| Problem requirements |
From top to bottom, return the records that follow exactly.

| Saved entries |
#####
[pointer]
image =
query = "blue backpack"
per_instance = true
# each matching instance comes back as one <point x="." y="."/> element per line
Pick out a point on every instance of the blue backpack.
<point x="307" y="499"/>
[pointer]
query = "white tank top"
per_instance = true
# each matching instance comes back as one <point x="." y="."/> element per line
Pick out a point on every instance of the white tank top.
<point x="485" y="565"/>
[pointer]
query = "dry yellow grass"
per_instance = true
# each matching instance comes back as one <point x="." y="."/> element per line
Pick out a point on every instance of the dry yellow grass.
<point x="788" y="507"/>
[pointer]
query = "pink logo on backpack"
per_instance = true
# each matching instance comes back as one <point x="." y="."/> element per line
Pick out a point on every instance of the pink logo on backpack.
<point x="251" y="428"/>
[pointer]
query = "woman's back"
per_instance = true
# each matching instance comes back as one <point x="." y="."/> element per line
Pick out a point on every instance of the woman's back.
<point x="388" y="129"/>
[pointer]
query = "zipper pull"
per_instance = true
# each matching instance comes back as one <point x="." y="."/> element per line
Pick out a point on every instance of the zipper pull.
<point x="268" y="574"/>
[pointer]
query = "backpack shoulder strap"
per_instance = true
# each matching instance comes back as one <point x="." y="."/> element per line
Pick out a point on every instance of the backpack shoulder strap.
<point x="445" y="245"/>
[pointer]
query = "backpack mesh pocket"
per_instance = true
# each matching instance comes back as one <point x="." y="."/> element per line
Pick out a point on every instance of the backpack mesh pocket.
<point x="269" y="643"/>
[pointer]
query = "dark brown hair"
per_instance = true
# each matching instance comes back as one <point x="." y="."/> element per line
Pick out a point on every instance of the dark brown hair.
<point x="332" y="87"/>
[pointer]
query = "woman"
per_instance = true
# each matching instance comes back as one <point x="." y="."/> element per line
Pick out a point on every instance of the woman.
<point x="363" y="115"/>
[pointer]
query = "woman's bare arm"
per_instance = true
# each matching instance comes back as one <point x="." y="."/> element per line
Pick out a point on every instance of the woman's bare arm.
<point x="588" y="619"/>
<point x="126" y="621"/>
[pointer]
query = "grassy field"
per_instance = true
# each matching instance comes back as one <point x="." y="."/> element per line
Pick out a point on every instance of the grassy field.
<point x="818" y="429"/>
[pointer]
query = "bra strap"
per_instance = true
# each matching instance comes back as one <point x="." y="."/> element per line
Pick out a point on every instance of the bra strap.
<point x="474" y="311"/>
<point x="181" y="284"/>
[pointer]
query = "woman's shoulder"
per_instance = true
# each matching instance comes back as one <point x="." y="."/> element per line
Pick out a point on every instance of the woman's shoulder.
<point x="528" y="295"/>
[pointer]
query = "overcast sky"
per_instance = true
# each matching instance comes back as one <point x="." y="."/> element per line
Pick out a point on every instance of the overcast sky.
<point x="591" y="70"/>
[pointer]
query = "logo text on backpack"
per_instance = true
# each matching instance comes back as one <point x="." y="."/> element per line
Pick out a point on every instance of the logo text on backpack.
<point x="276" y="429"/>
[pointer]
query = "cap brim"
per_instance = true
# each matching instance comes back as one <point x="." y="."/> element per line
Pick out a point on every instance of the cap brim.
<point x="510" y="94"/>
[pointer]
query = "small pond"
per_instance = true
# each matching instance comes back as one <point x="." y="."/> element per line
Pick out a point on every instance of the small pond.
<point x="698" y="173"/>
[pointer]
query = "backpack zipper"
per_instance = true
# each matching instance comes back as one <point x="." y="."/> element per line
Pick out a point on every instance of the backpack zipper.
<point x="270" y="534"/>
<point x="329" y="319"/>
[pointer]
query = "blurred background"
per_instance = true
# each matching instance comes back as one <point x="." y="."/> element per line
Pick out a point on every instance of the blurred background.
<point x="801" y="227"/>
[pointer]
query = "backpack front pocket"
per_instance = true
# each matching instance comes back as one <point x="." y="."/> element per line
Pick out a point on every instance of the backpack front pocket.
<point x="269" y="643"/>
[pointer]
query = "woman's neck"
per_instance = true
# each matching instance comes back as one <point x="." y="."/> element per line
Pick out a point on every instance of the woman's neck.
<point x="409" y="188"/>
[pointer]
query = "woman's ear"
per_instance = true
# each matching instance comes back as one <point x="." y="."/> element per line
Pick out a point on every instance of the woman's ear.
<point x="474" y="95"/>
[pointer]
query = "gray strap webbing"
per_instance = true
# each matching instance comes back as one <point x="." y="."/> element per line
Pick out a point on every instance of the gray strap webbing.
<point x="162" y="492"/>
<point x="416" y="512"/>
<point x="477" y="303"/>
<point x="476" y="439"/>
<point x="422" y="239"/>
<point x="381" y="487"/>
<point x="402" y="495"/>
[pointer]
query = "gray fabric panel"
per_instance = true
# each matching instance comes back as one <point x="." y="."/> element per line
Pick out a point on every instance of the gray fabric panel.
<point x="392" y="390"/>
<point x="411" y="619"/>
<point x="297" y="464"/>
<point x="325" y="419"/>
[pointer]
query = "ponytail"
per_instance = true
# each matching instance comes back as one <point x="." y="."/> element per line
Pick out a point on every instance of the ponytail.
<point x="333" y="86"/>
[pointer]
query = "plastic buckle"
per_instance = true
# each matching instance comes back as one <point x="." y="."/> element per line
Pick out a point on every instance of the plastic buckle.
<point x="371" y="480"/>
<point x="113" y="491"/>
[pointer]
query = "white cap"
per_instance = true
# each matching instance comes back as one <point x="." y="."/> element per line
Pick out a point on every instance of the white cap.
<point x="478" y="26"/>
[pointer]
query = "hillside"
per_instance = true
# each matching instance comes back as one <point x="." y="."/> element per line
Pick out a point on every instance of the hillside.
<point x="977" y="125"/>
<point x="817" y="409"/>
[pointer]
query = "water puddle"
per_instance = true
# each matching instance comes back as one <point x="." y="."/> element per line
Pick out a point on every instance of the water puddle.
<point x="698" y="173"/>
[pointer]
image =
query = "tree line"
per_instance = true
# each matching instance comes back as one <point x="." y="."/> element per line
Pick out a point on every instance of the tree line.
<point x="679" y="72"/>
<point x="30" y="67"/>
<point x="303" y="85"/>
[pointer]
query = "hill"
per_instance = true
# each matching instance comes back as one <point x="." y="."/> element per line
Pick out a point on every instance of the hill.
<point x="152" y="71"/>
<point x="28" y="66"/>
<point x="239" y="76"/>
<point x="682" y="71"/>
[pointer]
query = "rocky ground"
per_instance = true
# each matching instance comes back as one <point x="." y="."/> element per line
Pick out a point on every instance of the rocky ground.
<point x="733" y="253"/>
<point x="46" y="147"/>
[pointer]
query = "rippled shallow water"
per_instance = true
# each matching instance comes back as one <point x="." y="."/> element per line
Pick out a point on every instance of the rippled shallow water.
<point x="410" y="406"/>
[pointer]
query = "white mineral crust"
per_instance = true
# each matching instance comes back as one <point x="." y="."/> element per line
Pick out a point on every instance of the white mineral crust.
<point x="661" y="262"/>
#####
| Solution below |
[pointer]
image =
query = "blue backpack"
per_instance = true
# each matching instance comes back as one <point x="." y="."/> element per line
Pick out a point on every instance of the blue backpack.
<point x="307" y="499"/>
[pointer]
query = "white tank top"
per_instance = true
# each matching instance comes back as one <point x="." y="."/> element per line
Pick out a point on every instance of the white tank top.
<point x="485" y="565"/>
[pointer]
query = "dry yellow grass"
per_instance = true
# each matching instance comes back as one <point x="." y="."/> element per line
Pick out a point on every instance of the dry yellow grass.
<point x="788" y="507"/>
[pointer]
query = "pink logo on backpack"
per_instance = true
# each matching instance comes back as one <point x="." y="."/> element per line
Pick out a point on every instance of the pink logo on backpack.
<point x="251" y="428"/>
[pointer]
query = "woman's back"
per_instance = true
# each matching instance comes back as one <point x="." y="."/> element per line
Pick out a point on every instance of the woman's back.
<point x="388" y="129"/>
[pointer]
query = "zipper pull"
per_instance = true
# each matching instance comes back as one <point x="." y="."/> element per line
Pick out a point on every instance of the zipper pull.
<point x="268" y="574"/>
[pointer]
query = "backpack shoulder strap"
per_instance = true
# each matching instance comes back as one <point x="." y="."/> element per line
Pick out a point on every instance of the backpack shoulder strap.
<point x="445" y="245"/>
[pointer]
query = "backpack mesh pocket"
per_instance = true
# each matching instance comes back as one <point x="." y="."/> element per line
Pick out a point on every instance of the backpack mesh pocket.
<point x="269" y="643"/>
[pointer]
query = "dark brown hair"
per_instance = true
# each matching instance comes back as one <point x="." y="."/> element per line
Pick out a point on every instance of the dark brown hair.
<point x="332" y="87"/>
[pointer]
query = "woman"
per_instance = true
# each matching instance comes back as one <point x="." y="."/> element per line
Pick out a point on every instance of the woman.
<point x="363" y="115"/>
[pointer]
query = "woman's bare arm"
per_instance = true
# each matching instance comes back as one <point x="." y="."/> element per line
Pick out a point on every instance of the woman's bare arm.
<point x="588" y="619"/>
<point x="126" y="621"/>
[pointer]
query = "grassy field"
per_instance = true
# each matching instance comes back as one <point x="." y="."/> element per line
Pick out a point on every instance of the grassy field.
<point x="818" y="429"/>
[pointer]
query = "bra strap"
per_instance = true
# each matching instance comes back as one <point x="." y="."/> element per line
Pick out a point on every instance of the bra strap.
<point x="474" y="311"/>
<point x="181" y="284"/>
[pointer]
query = "woman's shoulder"
per_instance = true
# each matching instance comes back as one <point x="." y="."/> element per line
Pick out a point on every instance of the woman's shoulder.
<point x="528" y="295"/>
[pointer]
query = "overcast sky"
per_instance = true
# each matching instance comes back as one <point x="." y="."/> element per line
Pick out a point on every instance of the overcast sky.
<point x="591" y="70"/>
[pointer]
query = "logo text on backpack"
per_instance = true
# each matching instance comes back as one <point x="." y="."/> element per line
Pick out a point on every instance of the logo text on backpack.
<point x="276" y="429"/>
[pointer]
query = "cap brim"
per_instance = true
# each matching instance comes back as one <point x="." y="."/> element per line
Pick out a point on every instance of the cap brim.
<point x="510" y="94"/>
[pointer]
query = "small pond"
per_instance = true
# each matching instance comes back as one <point x="." y="."/> element per line
Pick out a point on every instance of the small pond.
<point x="698" y="173"/>
[pointer]
query = "backpack zipper"
per_instance = true
# each matching instance comes back as one <point x="." y="."/> element per line
Pick out a point on every instance of the backpack zipper.
<point x="270" y="534"/>
<point x="329" y="319"/>
[pointer]
query = "blurred background"
per_instance = true
# each matching instance comes back as one <point x="." y="."/> element per line
Pick out a point on every instance of the blurred background.
<point x="801" y="227"/>
[pointer]
query = "backpack front pocket"
per_instance = true
# each matching instance comes back as one <point x="." y="."/> element per line
Pick out a point on every instance of the backpack front pocket.
<point x="269" y="643"/>
[pointer]
query = "woman's neck"
per_instance = true
# each matching instance comes back as one <point x="." y="."/> element per line
Pick out a point on every instance of the woman's neck.
<point x="409" y="188"/>
[pointer]
query = "woman's ear"
per_instance = true
# each matching instance comes back as one <point x="." y="."/> element per line
Pick out a point on every instance of the woman's ear.
<point x="474" y="95"/>
[pointer]
query = "gray strap webbing"
per_instance = true
# each matching instance comes back as one <point x="." y="."/> element per line
Pick out a point on every instance of the gray strap webbing.
<point x="162" y="492"/>
<point x="416" y="512"/>
<point x="477" y="303"/>
<point x="476" y="439"/>
<point x="422" y="239"/>
<point x="381" y="487"/>
<point x="402" y="495"/>
[pointer]
query = "gray fabric panel"
per_instance = true
# each matching instance comes back as one <point x="." y="."/> element per line
Pick out a point on every instance of the gray fabric panel.
<point x="392" y="390"/>
<point x="411" y="619"/>
<point x="297" y="464"/>
<point x="325" y="419"/>
[pointer]
query = "ponytail"
per_instance = true
# each matching instance comes back as one <point x="." y="."/> element per line
Pick out a point on every instance of the ponytail.
<point x="333" y="86"/>
[pointer]
query = "plastic buckle"
per_instance = true
# each matching instance comes back as one <point x="." y="."/> element per line
Pick out a point on every instance of the plastic buckle.
<point x="371" y="480"/>
<point x="113" y="491"/>
[pointer]
query = "white cap"
per_instance = true
# each matching instance comes back as one <point x="." y="."/> element per line
Pick out a point on every instance of the white cap.
<point x="478" y="26"/>
[pointer]
query = "hillside"
per_instance = true
# each matching instance comes back as one <point x="." y="."/> element per line
Pick out a point on every instance of the hillside.
<point x="977" y="125"/>
<point x="817" y="409"/>
[pointer]
query = "water puddle"
per_instance = true
# each matching instance comes back as one <point x="." y="."/> element per line
Pick out a point on every instance of the water puddle.
<point x="698" y="173"/>
[pointer]
image =
query = "tree line"
per_instance = true
# each matching instance comes back as one <point x="." y="."/> element per line
Pick out a point on every instance of the tree line.
<point x="679" y="72"/>
<point x="30" y="67"/>
<point x="303" y="85"/>
[pointer]
query = "hill"
per_instance = true
# each matching instance comes back as one <point x="." y="."/> element per line
Pick out a point on every instance of the hill.
<point x="152" y="71"/>
<point x="28" y="66"/>
<point x="239" y="76"/>
<point x="682" y="71"/>
[pointer]
query = "rocky ground"
per_instance = true
# each matching instance comes back as one <point x="." y="."/> element per line
Pick out a point on every instance of the rocky ground.
<point x="733" y="253"/>
<point x="46" y="147"/>
[pointer]
query = "rippled shallow water"
per_instance = true
# each matching instance comes back as one <point x="." y="."/> element per line
Pick out a point on every instance of the rippled shallow water.
<point x="410" y="406"/>
[pointer]
query = "white mineral crust"
per_instance = true
# each matching instance comes back as one <point x="." y="."/> element per line
Pick out a point on every instance of the white mineral crust.
<point x="661" y="262"/>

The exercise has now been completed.